[EXERCISE REQUIREMENTS]
Retype all of the items below word for word, line by line, and leave the pictures out of your copy.

-- RECORDS PROVIDED start --

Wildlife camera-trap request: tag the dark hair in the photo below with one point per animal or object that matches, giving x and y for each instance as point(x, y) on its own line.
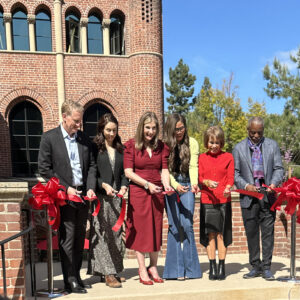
point(100, 139)
point(146, 118)
point(216, 132)
point(183, 147)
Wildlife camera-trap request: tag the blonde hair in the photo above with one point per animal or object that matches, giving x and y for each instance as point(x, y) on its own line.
point(146, 118)
point(216, 132)
point(68, 106)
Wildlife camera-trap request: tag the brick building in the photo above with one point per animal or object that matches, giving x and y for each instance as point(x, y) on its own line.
point(105, 54)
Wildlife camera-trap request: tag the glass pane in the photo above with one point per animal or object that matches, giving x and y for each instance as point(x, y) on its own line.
point(18, 142)
point(34, 142)
point(34, 128)
point(32, 112)
point(33, 155)
point(18, 112)
point(2, 33)
point(18, 127)
point(19, 156)
point(34, 168)
point(20, 169)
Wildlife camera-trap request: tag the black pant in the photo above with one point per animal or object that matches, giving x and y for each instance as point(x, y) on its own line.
point(71, 240)
point(258, 217)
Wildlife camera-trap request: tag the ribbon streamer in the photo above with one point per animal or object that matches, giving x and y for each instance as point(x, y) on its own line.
point(121, 218)
point(290, 191)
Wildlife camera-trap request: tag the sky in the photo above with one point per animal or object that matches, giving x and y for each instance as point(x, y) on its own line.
point(218, 37)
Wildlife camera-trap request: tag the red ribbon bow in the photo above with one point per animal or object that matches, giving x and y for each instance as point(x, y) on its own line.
point(290, 191)
point(54, 195)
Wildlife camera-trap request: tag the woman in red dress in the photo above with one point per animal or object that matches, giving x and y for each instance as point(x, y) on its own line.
point(146, 165)
point(216, 175)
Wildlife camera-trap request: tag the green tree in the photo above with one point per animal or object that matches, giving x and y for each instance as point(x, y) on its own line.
point(181, 89)
point(218, 107)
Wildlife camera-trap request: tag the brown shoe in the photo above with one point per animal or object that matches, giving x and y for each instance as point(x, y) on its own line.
point(120, 279)
point(111, 281)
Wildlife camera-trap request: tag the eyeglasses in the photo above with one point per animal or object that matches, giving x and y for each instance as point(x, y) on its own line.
point(179, 129)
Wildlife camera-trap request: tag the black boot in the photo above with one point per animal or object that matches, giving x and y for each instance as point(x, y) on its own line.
point(221, 269)
point(213, 270)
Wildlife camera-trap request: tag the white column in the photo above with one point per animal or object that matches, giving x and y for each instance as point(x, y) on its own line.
point(31, 22)
point(7, 21)
point(106, 41)
point(59, 54)
point(83, 34)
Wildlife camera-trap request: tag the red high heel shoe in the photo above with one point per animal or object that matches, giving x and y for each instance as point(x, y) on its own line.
point(157, 280)
point(145, 282)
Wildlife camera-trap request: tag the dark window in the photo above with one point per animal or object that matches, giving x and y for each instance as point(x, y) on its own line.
point(20, 31)
point(43, 31)
point(116, 35)
point(2, 33)
point(91, 117)
point(26, 128)
point(73, 34)
point(95, 39)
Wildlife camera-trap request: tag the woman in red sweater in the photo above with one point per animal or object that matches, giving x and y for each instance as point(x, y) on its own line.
point(216, 176)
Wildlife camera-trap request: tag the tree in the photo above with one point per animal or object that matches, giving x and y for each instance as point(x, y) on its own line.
point(181, 89)
point(218, 107)
point(285, 84)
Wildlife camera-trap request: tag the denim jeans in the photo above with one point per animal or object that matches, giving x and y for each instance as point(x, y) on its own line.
point(182, 257)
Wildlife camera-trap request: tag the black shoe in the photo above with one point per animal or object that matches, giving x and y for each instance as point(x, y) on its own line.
point(213, 270)
point(221, 269)
point(252, 274)
point(267, 274)
point(74, 287)
point(83, 285)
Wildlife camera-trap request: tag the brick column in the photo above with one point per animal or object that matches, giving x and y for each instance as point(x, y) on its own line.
point(7, 21)
point(12, 193)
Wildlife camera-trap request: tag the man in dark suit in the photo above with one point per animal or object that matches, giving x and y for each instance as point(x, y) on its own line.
point(66, 153)
point(257, 160)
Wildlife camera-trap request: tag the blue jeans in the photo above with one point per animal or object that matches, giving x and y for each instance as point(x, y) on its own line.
point(182, 257)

-- RECORDS PROVIDED end --

[RESULT FOR THIS TASK]
Wildlife camera-trap request: tag the dark hair in the photo below with one point per animal or object that matches, giving x and y for each instance as point(x, y) on its own line.
point(100, 139)
point(146, 118)
point(216, 132)
point(183, 147)
Wildlife camera-trap request: tag the blonde hair in the photo above with one point per animal or object that matches, giving x and y for each instance as point(x, y) on its own line.
point(146, 118)
point(216, 132)
point(68, 106)
Wildlife camera-trap request: tag the brick building in the photo above with one point per animal or object that matches, giving x and y for each instance as point(x, y) on its own line.
point(105, 54)
Wildlife camera-trap request: tag the glass pane in the photo above with one point per animal or object that matches, giving x and y for each instance as point(x, y) on its own line.
point(18, 142)
point(34, 142)
point(34, 128)
point(32, 112)
point(33, 155)
point(18, 112)
point(2, 33)
point(18, 127)
point(19, 156)
point(34, 168)
point(20, 169)
Wildlife camera-trap request: tag the black pant in the photo above with one point per animal or object that matches, giving x and y for each instance as point(x, y) on its own line.
point(71, 240)
point(258, 217)
Wildlife camera-trap request: tag the ribbon streamer in the photo above with one point per animal or object that matches, giving x and y for each instance as point(x, y) on its own line.
point(121, 218)
point(290, 191)
Wildlife camera-trap request: tag the sky in the photo above with one point per animal or object that matches, giving x and y for each instance as point(x, y) on its own line.
point(218, 37)
Wildlife camera-trap request: tag the red ribbon bow in the photo above with one point per animal or object that matches, giving x and y for each instance as point(x, y) on its own line.
point(290, 191)
point(54, 195)
Wildlife camera-trap request: tag the woman in red dress in the photo above with one point per animal or object that matches, giving x and y for each instance as point(x, y) on its own line.
point(146, 165)
point(216, 175)
Wildlife camera-trap request: tag the green tree in the photo above with one point per animal or object that matches, giving x and y for each instance as point(x, y) on its own line.
point(181, 89)
point(218, 107)
Wildlife camera-trap request: tag the brown shoe in the photo above with one point per animal or object that matches, giving x and y for each instance as point(x, y) on its own line.
point(120, 279)
point(111, 281)
Wildlife camera-trap request: tag the eyeglasses in the photo above with one point per animal or object that matches, giving x and y for each instance as point(x, y) on its own line.
point(179, 129)
Wildlife camera-trap request: tag the black boot in the photo above with one point per animal or object that matches, giving x and y for each instance as point(x, y) on its own line.
point(221, 269)
point(213, 270)
Wildlife camera-trap request: tag the white column in the photo above with one point per animal or object that matches, giving x and y for each instance as point(x, y) on its own line.
point(31, 22)
point(7, 21)
point(106, 41)
point(59, 54)
point(83, 34)
Wildlife camera-trap request: tag the red high heel shoe in the photo above with one point per animal or object that matches, giving x and y for each instance as point(x, y) on its own line.
point(157, 280)
point(145, 282)
Wildlife camera-trap request: tag the dark window in the photo above with one point per animal or object that matches, giving x and y for each instance as point(x, y) on its own line.
point(20, 31)
point(43, 31)
point(116, 35)
point(2, 33)
point(91, 117)
point(26, 128)
point(73, 34)
point(95, 39)
Wildlife camera-trap request: tag the woman in red sweater in the photo above with one point per animal or object that matches, giving x and y for each instance as point(x, y) on its own line.
point(216, 176)
Wildlife camera-trap request: tag the tree in the photo above with one point per animal or object that matches, giving x and y for each instance as point(x, y) on its own line.
point(181, 89)
point(218, 107)
point(285, 84)
Wildlife camera-trap request: tag the denim jeans in the photo above with one point per animal or object that matches, giving x and y for each instance as point(x, y) on its own line.
point(182, 257)
Wildlife camera-trap request: tag the black shoe in the photo above with one point per animal or object that matches, giving x and y for each instance as point(x, y) on its own line.
point(213, 270)
point(221, 269)
point(252, 274)
point(267, 274)
point(74, 287)
point(83, 285)
Wildlife camera-trap request: tag the brick column in the photo above with one point per animal or object that matches, giving x and y for each instance as point(x, y) on its own line.
point(7, 21)
point(12, 193)
Wildlife camera-trap request: tag the man in dark suit in the photo above with one point per animal or object that matches, giving x and y for each instance as point(x, y) on its own line.
point(66, 153)
point(257, 160)
Wildlife camera-trap request: tag the blue jeans in the photo above with one point per animal or object that matches, giving x and y for each instance as point(x, y) on its own line.
point(182, 257)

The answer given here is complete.